Some Prisons Have Quietly Stopped Giving Us Winter Clothes

Some Prisons Have Quietly Stopped Giving Us Winter Clothes

After issuing prisoners the same lined winter jackets since 1991, last winter the Georgia Department of Corrections (GDC) sent them back to us with the liners missing. GDC had started to replace them with a single-layer version that has no liner, and ordered warehouse workers to cut the liners off of the old ones so as to keep them all the same. We hoped the change wasn’t permanent, but this year’s jackets are linerless and that is the way we expected them.

Lined jackets weren’t the first things to go. We used to be able to keep the jackets year-round, until 2011 when a memo informed us that from then on we’d only have them from October to March. This change was also applied to having a second blanket. Around the same time, GDC stopped issuing long-sleeved shirts.

But the real harbinger was the brogan boots, in 2017. Prisoners here had been wearing brogans for as long as anyone could remember; they were the first piece of property you were issued when you arrived. They also flopped around and raised blisters no matter how you tied them. One day staff came around with boxes of orange Crocs and told everyone without a job—which was most of us by then—to hand over their brogans. The Crocs are currently black rather than orange, but no more suited to cold weather.

Since 2017, GDC has also taken away thermal underwear, knit skull caps and raincoats. If you want the first two you now have to buy them from commissary, which the majority of people here cannot afford to do. Raincoats aren’t sold at commissary. You can file a grievance to get one, and maybe get transferred in retaliation and have to leave it behind anyway.

We can have sneakers if someone on our visitor list orders the ones sold by the private vendors that do our property packages, but the only shoes we’re allowed to wear outside are state-issue. So these days our winter shoes are Crocs, our winter jackets are basically thick long-sleeved shirts and any other warm clothing is out of reach for all but a few who can buy it if they forgo buying some food.

####################

* _WHAT YOU WILL DO_
Please copy out the part of the article on prison winter clothes that runs from "Lined jackets weren’t" up to and including "to cold weather.".

* _MATERIAL PROVIDED_
####################

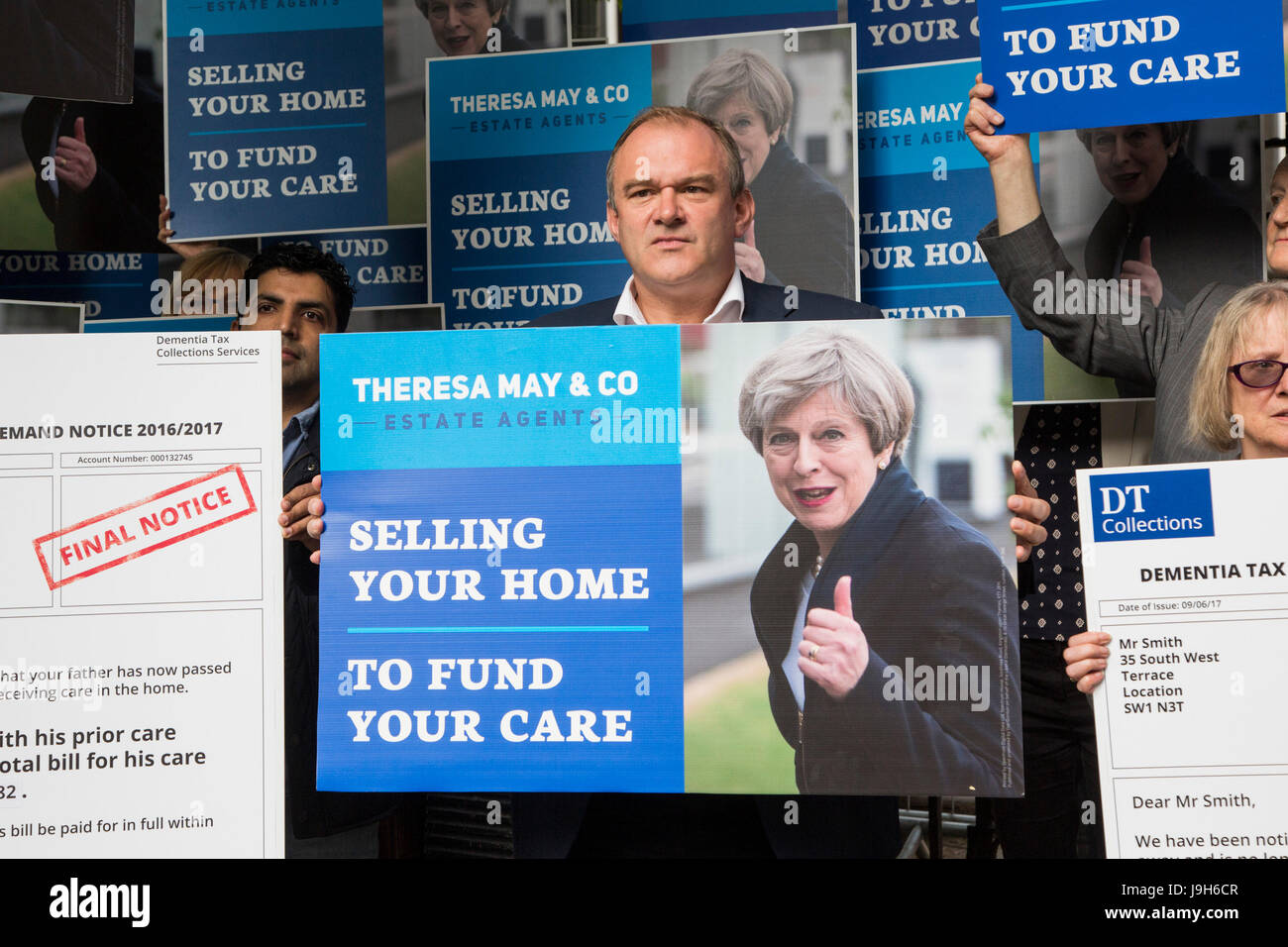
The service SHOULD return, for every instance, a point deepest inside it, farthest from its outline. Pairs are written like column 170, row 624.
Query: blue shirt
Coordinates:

####################

* _FINAL RESULT_
Lined jackets weren’t the first things to go. We used to be able to keep the jackets year-round, until 2011 when a memo informed us that from then on we’d only have them from October to March. This change was also applied to having a second blanket. Around the same time, GDC stopped issuing long-sleeved shirts.

But the real harbinger was the brogan boots, in 2017. Prisoners here had been wearing brogans for as long as anyone could remember; they were the first piece of property you were issued when you arrived. They also flopped around and raised blisters no matter how you tied them. One day staff came around with boxes of orange Crocs and told everyone without a job—which was most of us by then—to hand over their brogans. The Crocs are currently black rather than orange, but no more suited to cold weather.